Problem description: Express the rows below as a Markdown table with the columns "No." and "Line", giving each line its own table row numbered in order and skipping blank lines. Leave the pictures out of your answer.

Object position labeling rows
___

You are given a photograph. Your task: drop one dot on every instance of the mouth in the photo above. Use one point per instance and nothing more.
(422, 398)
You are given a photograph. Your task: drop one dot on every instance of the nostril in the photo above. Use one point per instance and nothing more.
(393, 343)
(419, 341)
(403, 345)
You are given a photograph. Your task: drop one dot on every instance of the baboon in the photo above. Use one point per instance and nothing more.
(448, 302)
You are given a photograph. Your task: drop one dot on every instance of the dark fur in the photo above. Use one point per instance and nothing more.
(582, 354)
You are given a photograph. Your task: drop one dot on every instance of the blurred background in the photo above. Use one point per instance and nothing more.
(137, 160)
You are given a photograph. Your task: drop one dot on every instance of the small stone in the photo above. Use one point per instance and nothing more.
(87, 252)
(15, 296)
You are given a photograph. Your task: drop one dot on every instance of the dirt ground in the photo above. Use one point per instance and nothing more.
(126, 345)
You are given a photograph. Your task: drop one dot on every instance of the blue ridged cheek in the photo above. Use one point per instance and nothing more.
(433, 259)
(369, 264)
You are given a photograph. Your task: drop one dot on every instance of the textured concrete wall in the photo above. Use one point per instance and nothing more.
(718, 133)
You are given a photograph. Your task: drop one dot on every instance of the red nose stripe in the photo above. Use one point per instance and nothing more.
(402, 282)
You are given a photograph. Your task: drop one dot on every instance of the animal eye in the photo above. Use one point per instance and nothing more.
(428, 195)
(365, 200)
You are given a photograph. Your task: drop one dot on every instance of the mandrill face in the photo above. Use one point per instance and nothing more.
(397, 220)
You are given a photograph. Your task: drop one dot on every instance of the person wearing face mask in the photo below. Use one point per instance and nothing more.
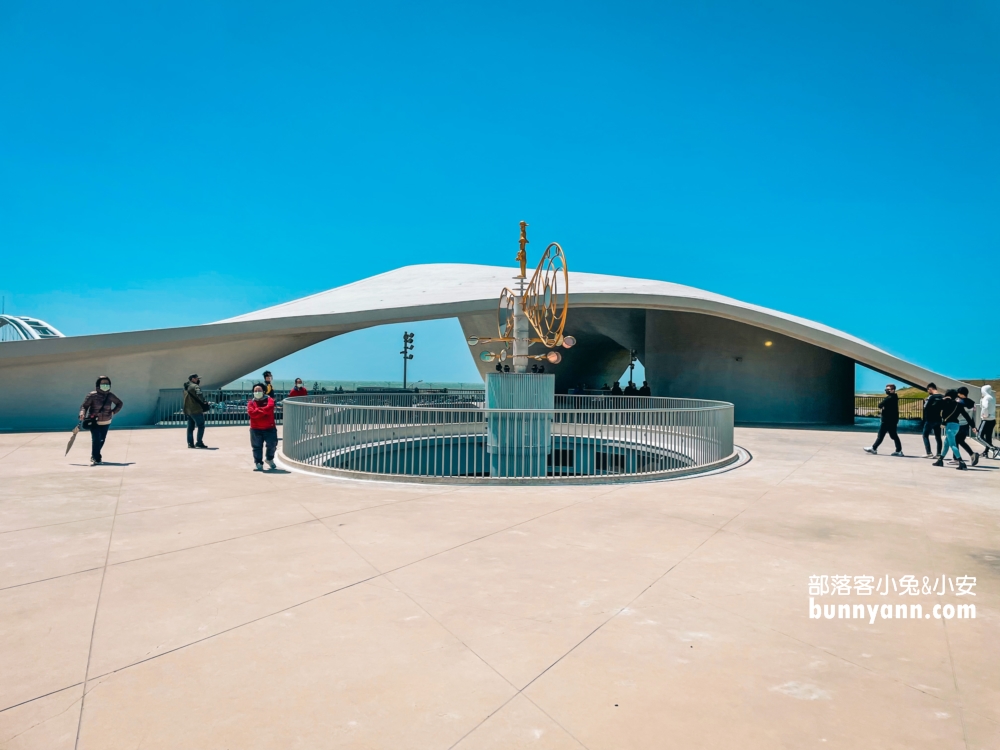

___

Correct answer:
| No. | Line |
|---|---|
| 1 | You are given a photograph. Your task: drop one dot on every instance of the mouth in the photo above. Use one point per instance and nothing more. |
| 2 | (422, 398) |
| 3 | You are given a photograph. Your task: drop one dot on every instance of the nostril in the photo above. Use one point per instance and nothing more. |
| 4 | (393, 343) |
| 5 | (419, 341) |
| 6 | (403, 345) |
| 7 | You are given a photograph. Your task: drop one dot on every instance of the baboon in the photo above. Use one point per instance and nothing more. |
| 8 | (448, 302) |
| 9 | You are given a photograph. Your task: drop one dot on every instance of the dark fur in the photo above. Use one point per instance and nothing more. |
| 10 | (582, 354) |
| 11 | You are given a photograph. Your task: drop one dot on every instance of the blurred background in the photo above. Use one point per instance and nothing more. |
| 12 | (137, 160) |
| 13 | You are given a photograph. Your task: drop one dot on every instance of the small stone in the photo above. Use one point per instance and nothing more. |
| 14 | (87, 252) |
| 15 | (15, 296) |
| 16 | You are given a photograph. Your task: drop one dot on every instance of the dirt ground in the photo above. Use one point per instance and nothing more. |
| 17 | (126, 345) |
| 18 | You are given a photograph. Your task: drop one dot on every instance of the blue ridged cheek in the photo above. Use one point per instance and nothing more. |
| 19 | (433, 259) |
| 20 | (369, 264) |
| 21 | You are given a photograph. Your task: drop one dot on every instance of the textured concrete wall in the photo above. Use one point per instance and nothing more. |
| 22 | (718, 133) |
| 23 | You are given a photograph. Your task: drop one dot on every instance of the red nose stripe in the photo above. Use one point per instance and nothing more. |
| 24 | (402, 282) |
| 25 | You are given a photograph. Your task: drop one dot on every instance of the animal eye in the photo above. Use one point per instance and nothing more. |
| 26 | (428, 195) |
| 27 | (365, 200) |
| 28 | You are given a photograph. Your task: drop one dot on every instance of the mandrill face in the photo above. Use one point per instance and nothing more. |
| 29 | (397, 220) |
| 30 | You are given a photograph. Your task: drop one dot on every instance of the person wearing face mask in the photo below. Use one point per instance and nothing more. |